- **Aim**: Quote all of the data that follows exactly as written, skipping the images.

Items from a dataset:
----------
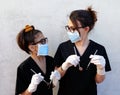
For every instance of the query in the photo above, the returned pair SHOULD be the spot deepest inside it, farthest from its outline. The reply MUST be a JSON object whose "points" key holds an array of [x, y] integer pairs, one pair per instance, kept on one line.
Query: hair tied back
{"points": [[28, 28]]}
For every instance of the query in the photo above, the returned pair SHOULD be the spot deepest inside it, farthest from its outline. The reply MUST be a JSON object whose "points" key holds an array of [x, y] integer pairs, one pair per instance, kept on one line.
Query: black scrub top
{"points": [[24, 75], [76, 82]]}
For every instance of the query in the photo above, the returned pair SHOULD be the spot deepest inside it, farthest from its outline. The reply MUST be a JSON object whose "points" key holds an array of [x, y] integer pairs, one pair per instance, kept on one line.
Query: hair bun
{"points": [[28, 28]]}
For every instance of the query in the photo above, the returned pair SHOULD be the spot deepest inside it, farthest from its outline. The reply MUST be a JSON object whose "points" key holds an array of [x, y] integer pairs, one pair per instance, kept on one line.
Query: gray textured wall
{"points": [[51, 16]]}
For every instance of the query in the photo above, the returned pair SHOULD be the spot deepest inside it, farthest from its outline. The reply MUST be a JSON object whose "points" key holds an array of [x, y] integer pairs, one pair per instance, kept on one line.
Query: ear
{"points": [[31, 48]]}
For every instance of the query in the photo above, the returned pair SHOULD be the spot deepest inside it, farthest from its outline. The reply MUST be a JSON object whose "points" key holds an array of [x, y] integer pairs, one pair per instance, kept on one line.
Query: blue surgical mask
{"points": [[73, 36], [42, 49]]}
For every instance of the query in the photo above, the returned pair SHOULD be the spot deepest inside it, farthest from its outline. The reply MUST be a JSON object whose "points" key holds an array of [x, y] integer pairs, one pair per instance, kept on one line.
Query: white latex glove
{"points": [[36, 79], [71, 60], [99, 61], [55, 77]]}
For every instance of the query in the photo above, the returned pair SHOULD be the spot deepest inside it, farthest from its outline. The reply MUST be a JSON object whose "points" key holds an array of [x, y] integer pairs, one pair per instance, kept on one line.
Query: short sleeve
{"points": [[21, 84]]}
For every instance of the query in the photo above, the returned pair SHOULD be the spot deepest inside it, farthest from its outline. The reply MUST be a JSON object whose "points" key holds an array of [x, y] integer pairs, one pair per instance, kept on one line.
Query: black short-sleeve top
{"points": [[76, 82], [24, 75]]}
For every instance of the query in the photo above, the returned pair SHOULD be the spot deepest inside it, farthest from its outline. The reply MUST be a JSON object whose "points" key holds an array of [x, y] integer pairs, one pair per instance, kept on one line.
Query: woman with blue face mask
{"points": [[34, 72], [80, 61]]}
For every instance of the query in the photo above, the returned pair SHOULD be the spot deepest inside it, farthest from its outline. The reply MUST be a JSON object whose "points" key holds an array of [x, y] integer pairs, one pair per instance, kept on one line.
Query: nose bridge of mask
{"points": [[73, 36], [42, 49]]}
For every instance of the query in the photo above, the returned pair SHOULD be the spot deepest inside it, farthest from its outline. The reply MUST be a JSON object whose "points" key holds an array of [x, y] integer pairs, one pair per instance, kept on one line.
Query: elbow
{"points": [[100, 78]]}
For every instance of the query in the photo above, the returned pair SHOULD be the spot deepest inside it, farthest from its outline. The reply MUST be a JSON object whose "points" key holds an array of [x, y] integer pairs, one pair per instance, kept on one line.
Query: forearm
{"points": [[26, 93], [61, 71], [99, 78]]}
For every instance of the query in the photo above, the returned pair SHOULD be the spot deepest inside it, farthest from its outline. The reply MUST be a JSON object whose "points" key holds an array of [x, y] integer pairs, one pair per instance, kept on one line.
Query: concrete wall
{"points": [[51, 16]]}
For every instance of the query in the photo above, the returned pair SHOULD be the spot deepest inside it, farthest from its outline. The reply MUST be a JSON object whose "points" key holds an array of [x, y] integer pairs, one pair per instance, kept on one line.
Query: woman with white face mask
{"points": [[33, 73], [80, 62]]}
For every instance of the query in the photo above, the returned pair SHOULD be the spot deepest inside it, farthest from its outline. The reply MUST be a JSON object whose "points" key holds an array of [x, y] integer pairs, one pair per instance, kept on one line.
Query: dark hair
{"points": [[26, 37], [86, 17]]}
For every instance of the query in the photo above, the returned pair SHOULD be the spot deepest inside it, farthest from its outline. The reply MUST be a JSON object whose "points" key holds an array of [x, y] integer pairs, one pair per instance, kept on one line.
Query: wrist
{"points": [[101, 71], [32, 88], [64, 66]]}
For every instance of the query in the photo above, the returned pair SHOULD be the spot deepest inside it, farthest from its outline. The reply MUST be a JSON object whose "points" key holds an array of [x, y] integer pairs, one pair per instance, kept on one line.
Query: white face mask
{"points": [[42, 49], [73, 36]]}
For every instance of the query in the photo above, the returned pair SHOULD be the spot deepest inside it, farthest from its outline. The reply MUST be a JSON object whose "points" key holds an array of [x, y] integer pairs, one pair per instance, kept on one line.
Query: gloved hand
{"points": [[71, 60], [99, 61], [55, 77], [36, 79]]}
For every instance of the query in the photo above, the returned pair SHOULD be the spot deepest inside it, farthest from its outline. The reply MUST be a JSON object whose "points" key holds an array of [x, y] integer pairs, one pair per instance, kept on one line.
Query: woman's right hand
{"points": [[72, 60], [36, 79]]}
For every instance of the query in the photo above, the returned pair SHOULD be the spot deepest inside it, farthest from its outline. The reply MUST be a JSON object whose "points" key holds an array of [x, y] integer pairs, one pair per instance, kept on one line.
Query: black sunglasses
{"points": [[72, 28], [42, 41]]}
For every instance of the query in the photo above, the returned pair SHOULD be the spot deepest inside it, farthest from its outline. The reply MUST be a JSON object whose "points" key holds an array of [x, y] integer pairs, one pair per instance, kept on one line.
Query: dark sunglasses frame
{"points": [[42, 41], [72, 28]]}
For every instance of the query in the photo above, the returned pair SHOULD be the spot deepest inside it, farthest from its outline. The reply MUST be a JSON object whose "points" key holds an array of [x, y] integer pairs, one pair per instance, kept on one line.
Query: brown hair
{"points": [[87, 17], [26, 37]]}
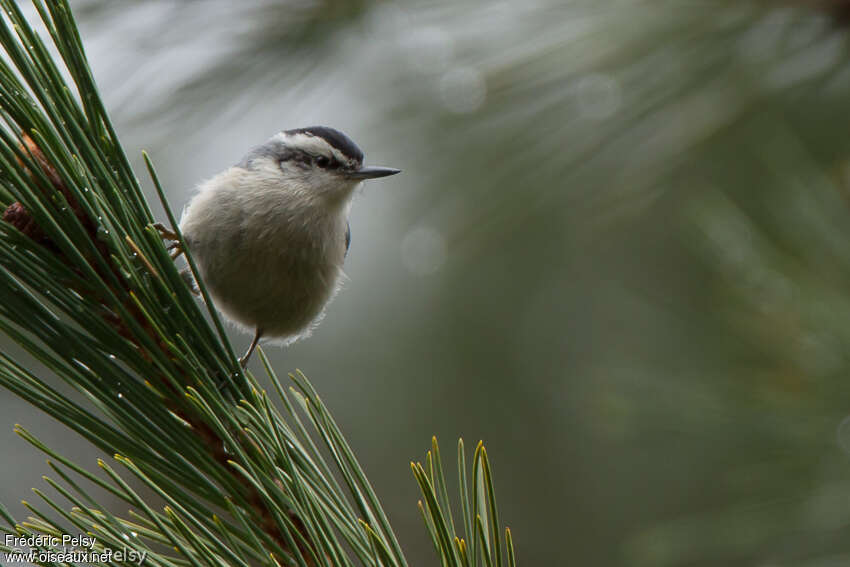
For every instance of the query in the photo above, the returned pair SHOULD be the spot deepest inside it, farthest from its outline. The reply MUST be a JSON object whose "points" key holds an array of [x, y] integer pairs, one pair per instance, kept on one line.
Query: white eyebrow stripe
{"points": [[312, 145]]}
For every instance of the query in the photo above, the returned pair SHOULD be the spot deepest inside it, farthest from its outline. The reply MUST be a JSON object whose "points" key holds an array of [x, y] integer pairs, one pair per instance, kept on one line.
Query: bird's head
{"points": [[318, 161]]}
----------
- **The output**:
For every instance of the query in the photo above, the returned pair SHOULD be the spot deepest inside it, farthest from its outline. The reply MUST be a JSON object whose "points" key holds an array of [x, y] integer pairs, one pair per instance, kept on one line.
Query: hair tied back
{"points": [[28, 28]]}
For every instance of the query in the photo above, the returned pair SHOULD be the spot deepest inside it, farthest from its outline. The reply MUST be a JSON object whose "points" key holds an array of [x, y] integer pairs, one pair per instance, kept on one line.
Query: black scrub top
{"points": [[24, 75], [76, 82]]}
For every instance of the query in the photo above, the returned pair SHOULD be the spot deepest inside it, farthest from its outline. The reply MUST be a JSON object whose "points" key holds an array of [x, y] integer pairs, one pair per instance, kept on one line.
Query: hair bun
{"points": [[28, 28]]}
For every instance of the query in the photo above, the returned pair SHOULD be the spot deepest inside it, farthest from its outline. The reply MUST be a JSON object whose "points" key holds an array of [x, y] integer pairs, one pair per instance, kept on one line.
Query: gray textured wall
{"points": [[51, 16]]}
For every instance of the query in the photo above, the returned pair SHOULD be the spot deepest inside it, farthest from its outline. The reply MUST be a JSON object whose "points" key holds an array of [x, y] integer pairs, one pair per instance, kept on one line.
Query: ear
{"points": [[31, 48]]}
For every instance of the query in the photo above, the returned pair SHOULD be the spot deepest inside it, farthest from its outline. The reply MUST be a JSON object whose "points" key holds an array of [x, y] integer pairs, one pair per instance, kept on one line.
Query: blue surgical mask
{"points": [[73, 36], [42, 49]]}
For every instance of the query in the photo above, the returned pair SHOULD be the spot deepest inside it, farthest from its outline. The reply MUST be a JSON object whose "points" key holds an array of [x, y] integer pairs, one pair per instance, kept on one line.
Query: white latex glove
{"points": [[36, 79], [71, 60], [99, 61], [55, 77]]}
For every instance of the query in the photo above, the returned pair SHOULD be the spot deepest inside it, farthest from its outline. The reply MUST be a JSON object whose "points" key holds an array of [x, y] integer pairs, one pair per instance, kept on one line.
Query: short sleeve
{"points": [[21, 84]]}
For every instance of the query in the photo above, the returned pair SHOULD be the spot deepest inside it, farthest from its outline. The reply MUST be a JSON object whose "points" key holds an array of [x, y] integer pairs, one pair per instance, kept on one line.
Query: black short-sleeve top
{"points": [[76, 82], [24, 75]]}
For every instance of the query in the photo above, the returned pair SHOULD be the spot deepest inside it, farthest from its outline. The reply MUST be a JSON object whose "points" key holds an array of [x, y] integer pairs, one pair per instance, kept on one line.
Query: woman with blue face mask
{"points": [[34, 72], [80, 61]]}
For every instance of the query in the photo above, the returned pair SHOULD be the spot deepest inside it, farthest from its outline. The reply MUST be a JSON object whose "points" key holds an array of [x, y] integer pairs, one pair per instance, kept on one line.
Query: nose bridge of mask
{"points": [[73, 36], [42, 49]]}
For every instance of the query in the photo above, the returned pair SHOULD be the spot deepest inside it, farthest from its outline. The reply MUST be a JSON object whose "points" key holds an array of [x, y] integer pairs, one pair per instance, kept on one line.
Query: elbow
{"points": [[100, 78]]}
For every instance of the query in the photo above, the returned pair SHOULD be the spot deepest inside it, farthest from its outline. The reply MUST be a JSON object whose "points" key holds an array of [x, y] integer pairs, one pair per instance, kept on one line.
Query: forearm
{"points": [[26, 93], [61, 71], [99, 78]]}
For every instance of the query in the photo above, the returned pair SHOULD be the spot deepest inside it, farthest from its outline. The reply MUST be a JSON object whose "points" key holds an array of [x, y] integer pairs, one pair per instance, kept on one line.
Query: concrete wall
{"points": [[51, 16]]}
For every instance of the query in the photo above, the returned pair SHOULD be the spot deepest inside it, farthest from its outline. The reply MUST be a JSON object whose "points" key holds an array of [x, y] integer pairs, one pair per instance, kept on one line.
Query: woman with white face mask
{"points": [[33, 73], [80, 62]]}
For every instance of the query in the photo above, the returned pair SHOULD be the spot deepest inside it, farthest from its outline. The reply MUST be a JSON object whose "points" key holds an array of [x, y] integer pairs, one pair per instance, kept on one line.
Query: dark hair
{"points": [[26, 37], [86, 17]]}
For every instance of the query in the photo above, the returned pair SHOULD be the spot deepest inside it, farthest from its outline. The reply MUST be a JSON object whose "points" key holds an array of [x, y] integer pairs, one pair per instance, kept on one line.
Query: wrist
{"points": [[101, 71], [32, 88], [64, 66]]}
For every instance of the query in the photo above, the returned pair SHOULD be the spot deepest inside it, farthest from its outline. The reply MUST be a JSON object whose "points" key holds an array of [x, y] integer pairs, one pair per instance, kept on one line.
Query: white face mask
{"points": [[42, 49], [73, 36]]}
For every instance of the query in the photo above, the returned pair SHOULD be the spot deepest inside it, farthest from its outline. The reply MUST be a JSON object whose "points" key holds an array of [x, y] integer pairs, one pair per instance, kept on one line.
Query: gloved hand
{"points": [[71, 60], [99, 61], [55, 77], [36, 79]]}
For every instance of the query in the photo above, the returned pair SHOULD be the spot deepest inside it, farthest from its outline. The reply MUST be a JSON object whose "points" key holds an array of [x, y] integer pairs, one pair per instance, kept on one line.
Query: woman's right hand
{"points": [[72, 60], [36, 79]]}
For every instance of the query in the photo above, the returned pair SHOULD be the spot deepest inside it, farthest from its outline. The reply MUST be a JSON object whose "points" key holds an array of [x, y] integer pairs, one pair per instance, kept on one line.
Query: black sunglasses
{"points": [[72, 28], [42, 41]]}
For every instance of the query in the photo above, the returned pair SHOULD be the spot deepest inside it, farthest from its outline. The reply MUST be a JSON object whose "points" key holds an array of [x, y] integer pairs, one pair per instance, kept on one line.
Query: dark sunglasses frame
{"points": [[42, 41], [72, 28]]}
For every instance of the query in the photo above, the returned pair SHOULD be the spot deepest inside it, farthest from its outline. The reply MUST be a JSON object whose "points" key holds an array of [x, y] integer pairs, one pair per instance, kept on one line.
Query: brown hair
{"points": [[87, 17], [26, 37]]}
For every instance of the query in the photo above, the returned pair SHOULD be the spot deepest inside it, farthest from its outline. The reply MUST be a JSON object whose "points" key holds an array of [x, y] integer pairs, one pair per instance, kept on one line.
Query: white eyebrow stripe
{"points": [[312, 145]]}
For every instance of the query in the photo above, the returned pair SHOULD be the spot deepest inside it, farthest from its outline. The reply MUST be a JSON object whose "points" key holds an array of [x, y] integer pairs, one pair per instance, kept on one line.
Query: bird's head
{"points": [[318, 161]]}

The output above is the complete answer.